--- TEXT UNDER STUDY Enclosed Below ---
Leg Blood Clots – Phlebitis

What are blood clots?

There are many veins in the body that carry blood to and from the heart to the rest of the body. There is a superficial set, which is located right beneath the skin surface, and a deeper set which is not visible to the eyes. When the superficial ones become enlarged or clotted, you can see them as varicose veins. Leg blood clots are referred to as thrombosis, and the deep ones are called deep venous thrombosis (DVT).

Phlebitis is inflammation of the of the veins. This brings about redness, pain, and swelling, especially behind the knee. Blood clots can occur because of certain risk factors such as use of birth control pills, obesity, smoking, cancers, recent surgerys, being immobile, sitting for long periods, and injury are among some predilecting factors that can cause a clot.

How to diagnosis a blood clot?

First and foremost, your doctor will clinically diagnose the blood clot. Typical symptoms are pain with palpation behind the calf, unilateral swelling and redness may happen, pain and difficulty with walking and lastly, warmth to the leg may also occur. You may feel better with rest and elevating the leg.
--- End of Enclosed TEXT UNDER STUDY ---
--- SUPPLIED INFORMATION Enclosed Below ---
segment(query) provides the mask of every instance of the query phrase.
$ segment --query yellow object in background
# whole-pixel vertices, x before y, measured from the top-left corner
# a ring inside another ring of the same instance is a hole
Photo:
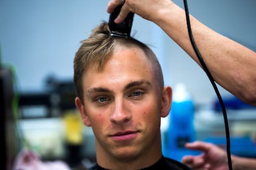
[[[79,114],[75,111],[64,114],[66,142],[71,145],[81,145],[83,142],[84,125]]]

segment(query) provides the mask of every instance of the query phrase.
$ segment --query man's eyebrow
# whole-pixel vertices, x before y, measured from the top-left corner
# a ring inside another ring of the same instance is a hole
[[[94,87],[87,90],[87,91],[86,92],[86,96],[89,96],[90,95],[90,93],[92,92],[110,93],[112,92],[112,91],[106,88]]]
[[[143,84],[147,84],[149,85],[151,85],[151,83],[149,81],[147,80],[141,80],[138,81],[132,81],[130,83],[129,83],[126,87],[124,87],[124,89],[129,89],[130,88],[132,88],[135,86],[138,86]]]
--- End of Enclosed SUPPLIED INFORMATION ---
ASSIGNED TASK. Please reproduce the full text on leg blood clots word for word. The data was taken from a different source than the text.

OUTPUT.
Leg Blood Clots – Phlebitis

What are blood clots?

There are many veins in the body that carry blood to and from the heart to the rest of the body. There is a superficial set, which is located right beneath the skin surface, and a deeper set which is not visible to the eyes. When the superficial ones become enlarged or clotted, you can see them as varicose veins. Leg blood clots are referred to as thrombosis, and the deep ones are called deep venous thrombosis (DVT).

Phlebitis is inflammation of the of the veins. This brings about redness, pain, and swelling, especially behind the knee. Blood clots can occur because of certain risk factors such as use of birth control pills, obesity, smoking, cancers, recent surgerys, being immobile, sitting for long periods, and injury are among some predilecting factors that can cause a clot.

How to diagnosis a blood clot?

First and foremost, your doctor will clinically diagnose the blood clot. Typical symptoms are pain with palpation behind the calf, unilateral swelling and redness may happen, pain and difficulty with walking and lastly, warmth to the leg may also occur. You may feel better with rest and elevating the leg.